▶ _What you need to do_
Find the line that contains "[indicate] one point per instance, sample <point>63,140</point>." in the entries below. Output it and each later line exactly, and nothing else.

▶ _Records supplied_

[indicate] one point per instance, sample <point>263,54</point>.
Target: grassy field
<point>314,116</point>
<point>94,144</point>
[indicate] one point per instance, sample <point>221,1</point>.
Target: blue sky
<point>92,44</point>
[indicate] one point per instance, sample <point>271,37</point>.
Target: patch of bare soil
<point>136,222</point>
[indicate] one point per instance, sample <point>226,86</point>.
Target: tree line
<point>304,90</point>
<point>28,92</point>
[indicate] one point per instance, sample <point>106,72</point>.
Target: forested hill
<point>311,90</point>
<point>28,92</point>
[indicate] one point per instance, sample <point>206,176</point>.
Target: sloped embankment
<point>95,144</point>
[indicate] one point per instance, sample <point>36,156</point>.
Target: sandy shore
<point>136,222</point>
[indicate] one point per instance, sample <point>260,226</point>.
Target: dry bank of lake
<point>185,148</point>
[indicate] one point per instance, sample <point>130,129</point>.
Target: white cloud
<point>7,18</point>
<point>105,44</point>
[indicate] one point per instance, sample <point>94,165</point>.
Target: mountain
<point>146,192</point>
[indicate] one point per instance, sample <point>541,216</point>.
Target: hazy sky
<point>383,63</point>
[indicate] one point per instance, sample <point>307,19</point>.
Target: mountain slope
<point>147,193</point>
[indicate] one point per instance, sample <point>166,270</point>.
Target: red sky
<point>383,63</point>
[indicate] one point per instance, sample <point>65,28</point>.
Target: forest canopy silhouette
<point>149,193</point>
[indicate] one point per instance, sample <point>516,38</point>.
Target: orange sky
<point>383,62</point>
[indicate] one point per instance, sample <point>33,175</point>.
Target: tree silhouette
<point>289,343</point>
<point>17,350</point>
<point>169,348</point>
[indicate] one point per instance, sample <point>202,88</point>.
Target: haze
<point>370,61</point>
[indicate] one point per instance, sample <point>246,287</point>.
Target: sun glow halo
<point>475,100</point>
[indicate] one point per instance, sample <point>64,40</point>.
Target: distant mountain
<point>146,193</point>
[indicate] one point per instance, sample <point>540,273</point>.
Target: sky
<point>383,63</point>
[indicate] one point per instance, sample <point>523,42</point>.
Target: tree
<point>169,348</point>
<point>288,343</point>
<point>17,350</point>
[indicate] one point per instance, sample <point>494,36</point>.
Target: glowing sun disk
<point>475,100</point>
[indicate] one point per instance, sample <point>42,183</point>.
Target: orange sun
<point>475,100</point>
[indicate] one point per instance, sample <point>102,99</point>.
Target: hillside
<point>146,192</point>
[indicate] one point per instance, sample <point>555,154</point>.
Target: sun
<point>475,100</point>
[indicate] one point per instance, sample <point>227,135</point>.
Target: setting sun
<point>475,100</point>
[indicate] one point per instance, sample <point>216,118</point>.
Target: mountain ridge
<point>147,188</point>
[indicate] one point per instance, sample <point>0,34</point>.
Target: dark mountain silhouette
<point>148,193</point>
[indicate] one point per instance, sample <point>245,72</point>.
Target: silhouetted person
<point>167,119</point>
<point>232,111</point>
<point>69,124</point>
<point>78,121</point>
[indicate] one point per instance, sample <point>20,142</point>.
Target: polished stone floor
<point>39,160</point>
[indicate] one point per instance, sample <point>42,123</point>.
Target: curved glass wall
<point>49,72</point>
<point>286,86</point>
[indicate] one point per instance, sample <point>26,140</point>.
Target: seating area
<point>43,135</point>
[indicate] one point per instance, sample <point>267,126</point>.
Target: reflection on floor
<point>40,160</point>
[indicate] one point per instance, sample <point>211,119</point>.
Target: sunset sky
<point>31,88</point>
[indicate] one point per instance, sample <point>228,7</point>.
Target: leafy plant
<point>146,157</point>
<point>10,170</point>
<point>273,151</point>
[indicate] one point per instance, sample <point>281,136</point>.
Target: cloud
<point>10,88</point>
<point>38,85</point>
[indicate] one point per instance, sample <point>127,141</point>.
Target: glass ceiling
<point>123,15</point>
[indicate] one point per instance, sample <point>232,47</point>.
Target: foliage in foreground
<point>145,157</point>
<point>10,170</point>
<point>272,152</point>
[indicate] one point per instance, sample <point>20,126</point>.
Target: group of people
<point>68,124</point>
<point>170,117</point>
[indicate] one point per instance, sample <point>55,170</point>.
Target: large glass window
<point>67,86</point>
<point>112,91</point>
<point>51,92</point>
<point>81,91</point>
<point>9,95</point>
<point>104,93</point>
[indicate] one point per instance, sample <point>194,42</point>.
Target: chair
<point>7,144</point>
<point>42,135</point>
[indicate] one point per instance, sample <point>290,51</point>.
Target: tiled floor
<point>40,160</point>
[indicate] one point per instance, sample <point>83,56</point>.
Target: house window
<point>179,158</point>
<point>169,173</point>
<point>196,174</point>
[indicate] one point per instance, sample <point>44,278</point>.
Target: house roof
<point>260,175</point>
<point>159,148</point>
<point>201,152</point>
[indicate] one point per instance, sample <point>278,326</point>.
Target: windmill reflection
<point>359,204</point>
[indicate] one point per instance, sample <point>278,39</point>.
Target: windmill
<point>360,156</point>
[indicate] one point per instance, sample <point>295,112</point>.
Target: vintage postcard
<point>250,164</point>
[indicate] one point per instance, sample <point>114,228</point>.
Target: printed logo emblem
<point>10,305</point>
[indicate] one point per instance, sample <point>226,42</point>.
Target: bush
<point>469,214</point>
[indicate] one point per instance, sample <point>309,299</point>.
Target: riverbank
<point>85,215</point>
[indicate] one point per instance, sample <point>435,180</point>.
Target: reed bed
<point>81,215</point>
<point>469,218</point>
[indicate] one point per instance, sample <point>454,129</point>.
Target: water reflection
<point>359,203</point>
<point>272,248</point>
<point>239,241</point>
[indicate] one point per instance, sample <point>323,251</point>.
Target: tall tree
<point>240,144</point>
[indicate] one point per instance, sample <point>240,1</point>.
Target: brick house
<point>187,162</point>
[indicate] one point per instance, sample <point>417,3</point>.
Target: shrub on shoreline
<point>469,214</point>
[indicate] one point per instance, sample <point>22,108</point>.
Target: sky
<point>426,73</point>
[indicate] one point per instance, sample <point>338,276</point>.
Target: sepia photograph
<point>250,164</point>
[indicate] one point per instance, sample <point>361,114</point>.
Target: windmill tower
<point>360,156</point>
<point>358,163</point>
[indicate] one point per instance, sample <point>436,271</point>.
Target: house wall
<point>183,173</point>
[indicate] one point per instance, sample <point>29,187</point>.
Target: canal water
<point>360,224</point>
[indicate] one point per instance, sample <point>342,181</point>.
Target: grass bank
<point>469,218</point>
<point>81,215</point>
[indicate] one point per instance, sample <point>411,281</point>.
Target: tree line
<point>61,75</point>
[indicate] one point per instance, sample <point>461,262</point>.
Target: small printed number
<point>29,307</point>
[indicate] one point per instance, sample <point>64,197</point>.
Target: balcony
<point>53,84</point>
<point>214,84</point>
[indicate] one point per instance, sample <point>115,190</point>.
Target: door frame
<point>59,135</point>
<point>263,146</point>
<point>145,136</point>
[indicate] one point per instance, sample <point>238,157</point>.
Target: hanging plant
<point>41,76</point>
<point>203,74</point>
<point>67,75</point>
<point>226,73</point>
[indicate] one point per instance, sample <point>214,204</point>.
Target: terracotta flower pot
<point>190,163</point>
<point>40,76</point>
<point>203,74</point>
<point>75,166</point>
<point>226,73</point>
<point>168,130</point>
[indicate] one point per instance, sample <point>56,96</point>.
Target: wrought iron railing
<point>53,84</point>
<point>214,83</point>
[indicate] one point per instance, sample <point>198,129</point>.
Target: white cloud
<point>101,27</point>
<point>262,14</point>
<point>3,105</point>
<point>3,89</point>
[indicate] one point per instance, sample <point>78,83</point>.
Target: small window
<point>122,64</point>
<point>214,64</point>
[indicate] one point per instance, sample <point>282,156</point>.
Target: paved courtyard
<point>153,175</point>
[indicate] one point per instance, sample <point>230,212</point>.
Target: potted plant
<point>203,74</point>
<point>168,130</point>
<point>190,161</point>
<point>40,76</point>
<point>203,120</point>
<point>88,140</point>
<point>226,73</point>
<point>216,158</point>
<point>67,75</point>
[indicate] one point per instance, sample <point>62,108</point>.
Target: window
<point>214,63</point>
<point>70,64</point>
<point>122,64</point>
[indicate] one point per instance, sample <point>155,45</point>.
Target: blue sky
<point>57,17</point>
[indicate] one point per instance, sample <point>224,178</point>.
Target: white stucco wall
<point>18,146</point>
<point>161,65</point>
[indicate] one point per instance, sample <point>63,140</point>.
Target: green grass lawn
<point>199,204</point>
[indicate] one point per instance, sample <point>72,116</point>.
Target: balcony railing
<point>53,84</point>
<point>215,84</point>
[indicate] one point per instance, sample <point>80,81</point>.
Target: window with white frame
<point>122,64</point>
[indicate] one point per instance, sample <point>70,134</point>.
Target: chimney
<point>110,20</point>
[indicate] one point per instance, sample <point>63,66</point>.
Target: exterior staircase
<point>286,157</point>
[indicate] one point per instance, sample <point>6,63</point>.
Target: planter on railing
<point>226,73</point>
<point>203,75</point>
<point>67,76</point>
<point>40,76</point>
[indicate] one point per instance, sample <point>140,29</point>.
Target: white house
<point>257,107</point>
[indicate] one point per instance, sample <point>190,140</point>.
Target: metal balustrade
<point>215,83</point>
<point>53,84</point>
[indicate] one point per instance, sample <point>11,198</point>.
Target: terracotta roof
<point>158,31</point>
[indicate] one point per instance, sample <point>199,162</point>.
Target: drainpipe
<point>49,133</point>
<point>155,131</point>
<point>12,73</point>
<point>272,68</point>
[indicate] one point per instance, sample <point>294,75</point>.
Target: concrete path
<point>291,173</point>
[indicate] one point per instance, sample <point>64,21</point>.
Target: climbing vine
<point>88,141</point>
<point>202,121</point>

▶ _Solution to the exercise_
[indicate] one point per instance, sample <point>63,140</point>.
Target: green grass lawn
<point>199,204</point>
[indicate] one point per instance, sample <point>72,116</point>.
Target: balcony railing
<point>53,84</point>
<point>215,84</point>
[indicate] one point per instance, sample <point>80,81</point>.
Target: window with white frame
<point>122,64</point>
[indicate] one point per instance, sample <point>70,134</point>.
Target: chimney
<point>110,20</point>
[indicate] one point per instance, sample <point>63,66</point>.
Target: exterior staircase
<point>286,157</point>
[indicate] one point per instance, sample <point>6,63</point>.
Target: planter on railing
<point>226,73</point>
<point>203,75</point>
<point>67,76</point>
<point>40,76</point>
[indicate] one point per instance, sample <point>140,29</point>.
Target: white house
<point>257,107</point>
[indicate] one point per instance, sample <point>190,140</point>.
Target: metal balustrade
<point>215,83</point>
<point>53,84</point>
[indicate] one point per instance, sample <point>11,198</point>.
Target: terracotta roof
<point>158,31</point>
[indicate] one point per instance, sample <point>199,162</point>.
Target: drainpipe
<point>49,133</point>
<point>155,131</point>
<point>12,73</point>
<point>272,68</point>
[indicate] one point per instance, sample <point>294,75</point>.
Target: concrete path
<point>291,173</point>
[indicate] one point per instance, sample <point>64,21</point>.
Target: climbing vine
<point>88,141</point>
<point>202,121</point>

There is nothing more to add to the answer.